■ **SELECTED EXCERPT**:

Cheers! Distillers do their part to fight coronavirus by bottling hand sanitizer, not gin

When Steven DeAngelo first opened Greenhook Ginsmiths in Brooklyn in 2012, he expected his product to be used in restaurants and parties, not hospitals. But as of last week, with bars closed and New Yorkers warned against socializing, he has diverted his distillery to a less glamorous but more useful product: alcohol-based hand sanitizer. Distilleries of all shapes and sizes are now joining the fight against COVID-19.

“You can’t buy it anywhere, hospitals are running out of it and we’re all pretty well set up to do it,” said DeAngelo, who has already sold approximately 5,000 gallons to local hospitals.

Greenhook Ginsmith's gin products along with their newest, hand sanitizer.
Greenhook Ginsmiths’s gin products along with its newest line, hand sanitizer.

Since liquor distilleries already have the staff, equipment and know-how when it comes to handling high percentages of alcohol, they seem to be the perfect fit for manufacturing the World Health Organization’s recipe for hand sanitizer, which is required to be at least 60 percent alcohol. “It’s pretty straightforward, it’s a very simple but effective recipe,” says DeAngelo.

Gin distilleries in particular work well for sanitizer production since they use a higher proof and purer ethanol spirit base as opposed to lower proof booze such as vodka. Recently, the makers of Tito’s Vodka warned people not to use their product to create sanitizer since its vodka is only 40 percent alcohol. Greenhook gin is 94 proof, or 47 percent alcohol, so it isn’t concentrated enough to use by itself either.

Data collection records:
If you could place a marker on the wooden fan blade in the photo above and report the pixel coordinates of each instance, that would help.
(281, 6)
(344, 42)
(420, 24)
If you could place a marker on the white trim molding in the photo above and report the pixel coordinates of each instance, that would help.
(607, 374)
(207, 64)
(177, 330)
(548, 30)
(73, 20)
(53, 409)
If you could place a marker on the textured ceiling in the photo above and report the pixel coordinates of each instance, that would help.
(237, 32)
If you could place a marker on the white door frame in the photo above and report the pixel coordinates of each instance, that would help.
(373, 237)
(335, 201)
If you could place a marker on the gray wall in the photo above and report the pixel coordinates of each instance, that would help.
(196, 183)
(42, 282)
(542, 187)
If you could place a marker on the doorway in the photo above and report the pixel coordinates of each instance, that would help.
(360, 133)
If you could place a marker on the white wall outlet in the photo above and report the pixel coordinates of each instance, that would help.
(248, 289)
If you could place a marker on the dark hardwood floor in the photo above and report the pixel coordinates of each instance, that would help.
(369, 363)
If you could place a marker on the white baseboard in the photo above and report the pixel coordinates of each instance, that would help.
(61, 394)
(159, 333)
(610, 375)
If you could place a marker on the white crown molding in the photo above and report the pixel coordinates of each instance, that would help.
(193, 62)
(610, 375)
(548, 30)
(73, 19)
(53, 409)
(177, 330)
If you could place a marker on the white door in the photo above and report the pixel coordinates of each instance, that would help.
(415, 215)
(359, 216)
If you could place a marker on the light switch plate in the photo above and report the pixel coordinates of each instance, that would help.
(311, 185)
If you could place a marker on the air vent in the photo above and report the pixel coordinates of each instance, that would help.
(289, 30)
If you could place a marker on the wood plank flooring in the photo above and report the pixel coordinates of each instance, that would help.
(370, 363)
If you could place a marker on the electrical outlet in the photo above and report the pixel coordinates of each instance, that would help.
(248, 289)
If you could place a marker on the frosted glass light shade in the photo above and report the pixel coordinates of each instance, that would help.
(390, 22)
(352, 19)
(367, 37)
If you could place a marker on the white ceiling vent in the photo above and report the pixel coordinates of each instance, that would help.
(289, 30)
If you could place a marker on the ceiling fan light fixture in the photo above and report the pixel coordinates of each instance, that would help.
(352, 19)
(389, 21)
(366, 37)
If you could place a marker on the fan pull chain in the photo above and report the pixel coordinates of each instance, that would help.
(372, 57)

■ **WORK INSTRUCTIONS**:
- A) Please output the passage from the article on distilleries making hand sanitizer, starting with "Gin distilleries in" and going on through "by itself either.".
- B) Finish out the next part of the article on distilleries making hand sanitizer, picking up after its last sentence.
These rows are separate material and have no connection to the article on distilleries.

■ **TASK ANSWERS**:
- A)
Gin distilleries in particular work well for sanitizer production since they use a higher proof and purer ethanol spirit base as opposed to lower proof booze such as vodka. Recently, the makers of Tito’s Vodka warned people not to use their product to create sanitizer since its vodka is only 40 percent alcohol. Greenhook gin is 94 proof, or 47 percent alcohol, so it isn’t concentrated enough to use by itself either.

- B)
Typically, the Food and Drug Administration must inspect the product before it is sold to the public, but last week the FDA stated that no action would be taken against a company that produces alcohol-based hand sanitizers for use by consumers or health care personnel. And now that the Alcohol and Tobacco Tax and Trade Bureau has announced that spirit companies could produce such a product without the excise tax on beverages, distilleries from Oregon to South Carolina are joining the national effort.

“I remember talking to my grandparents about the war effort during World War II, how factories were transformed to help make ships, arms and planes.” says DeAngelo, “It all sounded so foreign to me and something I wouldn’t have imagined would happen in my lifetime.”

At a time where most liquor businesses are seeing a serious financial hit due to the closure of bars and restaurants, the production of sanitizer is a welcome addition. “The restaurants and the bars are shut down, and usually that’s 50 percent of our business, so it’s definitely slowed things down,” says DeAngelo. “But this helps to keep us busy and helps to keep us working, which is a good thing.”